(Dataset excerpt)
↓
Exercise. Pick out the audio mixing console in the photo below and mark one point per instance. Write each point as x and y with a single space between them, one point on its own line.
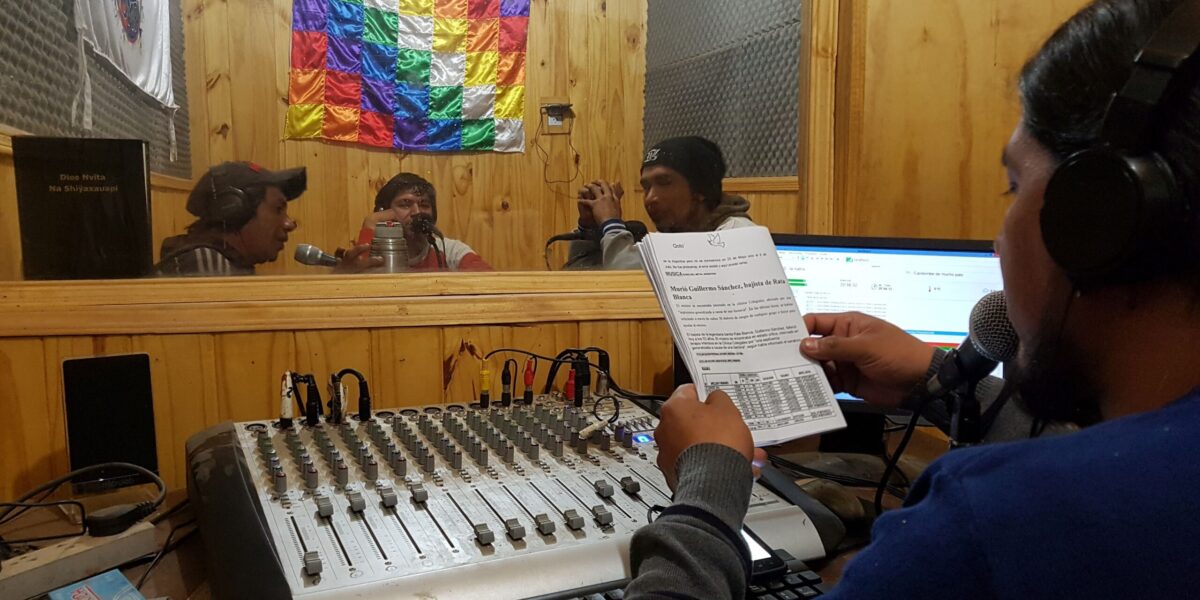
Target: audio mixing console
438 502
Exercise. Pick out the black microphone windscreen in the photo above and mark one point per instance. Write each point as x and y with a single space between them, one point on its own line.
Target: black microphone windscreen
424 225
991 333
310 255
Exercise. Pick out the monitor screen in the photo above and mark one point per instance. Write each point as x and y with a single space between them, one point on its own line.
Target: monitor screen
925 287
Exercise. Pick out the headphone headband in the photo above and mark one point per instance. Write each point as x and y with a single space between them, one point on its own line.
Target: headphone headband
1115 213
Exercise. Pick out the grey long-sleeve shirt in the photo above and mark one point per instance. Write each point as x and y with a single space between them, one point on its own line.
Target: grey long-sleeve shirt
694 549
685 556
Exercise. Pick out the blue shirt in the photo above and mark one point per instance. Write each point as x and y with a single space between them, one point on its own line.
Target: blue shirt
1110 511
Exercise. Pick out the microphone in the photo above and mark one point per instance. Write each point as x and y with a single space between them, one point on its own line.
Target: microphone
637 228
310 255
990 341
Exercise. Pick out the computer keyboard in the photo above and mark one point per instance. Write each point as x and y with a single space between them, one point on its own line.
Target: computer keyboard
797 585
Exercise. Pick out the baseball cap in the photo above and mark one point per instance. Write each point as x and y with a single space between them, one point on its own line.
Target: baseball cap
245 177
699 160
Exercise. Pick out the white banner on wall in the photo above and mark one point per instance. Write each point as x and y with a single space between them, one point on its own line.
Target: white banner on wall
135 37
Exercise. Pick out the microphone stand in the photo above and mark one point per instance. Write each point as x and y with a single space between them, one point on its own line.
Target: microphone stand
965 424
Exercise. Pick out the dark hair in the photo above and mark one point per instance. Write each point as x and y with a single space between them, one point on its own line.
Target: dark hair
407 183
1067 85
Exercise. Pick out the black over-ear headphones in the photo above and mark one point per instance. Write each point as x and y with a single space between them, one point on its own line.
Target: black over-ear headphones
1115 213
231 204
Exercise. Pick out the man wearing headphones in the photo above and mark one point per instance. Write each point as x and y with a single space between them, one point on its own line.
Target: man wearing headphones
↑
→ **Aim of the exercise**:
Reproduce all of the items above word for word, but leave out the pictures.

→ **The completed task**:
Exercise. Pick out the audio mixing console in the photo below and mark one point per instance. Write each point as x and y with a single space between them, one point on its own line.
Target: audio mixing console
438 502
Exercise. Pick out the black microphone windscreen in the photo above and mark one point per instance. Write each point as x and y with a single space between them, one point on its own line.
Target: black microphone windscreen
424 225
991 333
310 255
Exercise. Pick out the monitor screen in the photo above and mark one point per instance. Write each point as x and y with a single space between them, one point on its own line.
Target: monitor screen
925 287
Exercise. Pick out the headphone headband in the photo above and mark one point per instance. Write each point as x and y with a single space between them, one point on its own line.
Target: headphone headband
1115 213
Exercise. Pick out the grey long-sleeve shirt in the photo above and mark one point per instance. Write each point as x and y with a single space between them, one point on its own line.
Target: grey long-sleeve shirt
694 549
685 556
Exercise. Pick out the blue shirt in the photo above and mark one point per instance. Write each point as x and y with a single space between them, one point on its own line.
Target: blue shirt
1110 511
Exercise. Pick out the microphone in the photo above and mark one point per instance. Write each point as x and y with a single space between them, one point on its own line.
Target: microphone
637 228
310 255
990 341
Exercise. Pick out the computer keyboard in the photo above and mark one point per instance. Write each point as x and y with a single space between them, one point on its own line.
Target: computer keyboard
797 585
Exercise. Pick out the baseball cap in the photo above and mark one point per instance. Write each point as x and y with a single space between them, one point on its own line.
Target: baseball cap
245 177
699 160
Exercise. Pick out the white banner on wall in the photo above and mark one point per instance. Write each point as x and y with a single space between them, one point on its own line.
Target: white banner on wall
135 37
Exercise. Pick out the microphone stand in the photo above and mark one point per instance. Write each point as x and y with a single space between them, one point on its own line.
Target: microphone stand
965 424
Exercise. Pick out the dark hair in the photo above and mark one point per instance. Write each point as x and y with a single space between them, one point on its own line.
Target: dark hair
407 183
1067 85
Exercise. Pick out the black over-ear headphones in the photo above and mark one point per instance. Write each point as x and y with a single space between them, one point on its own line.
Target: black over-ear headphones
1115 213
231 204
Exercise. Pick out the man wearing headphones in the photo above and mark one point per instance. Write each point as x and y with a single space between them, one point on its own line.
Target: man wearing headphones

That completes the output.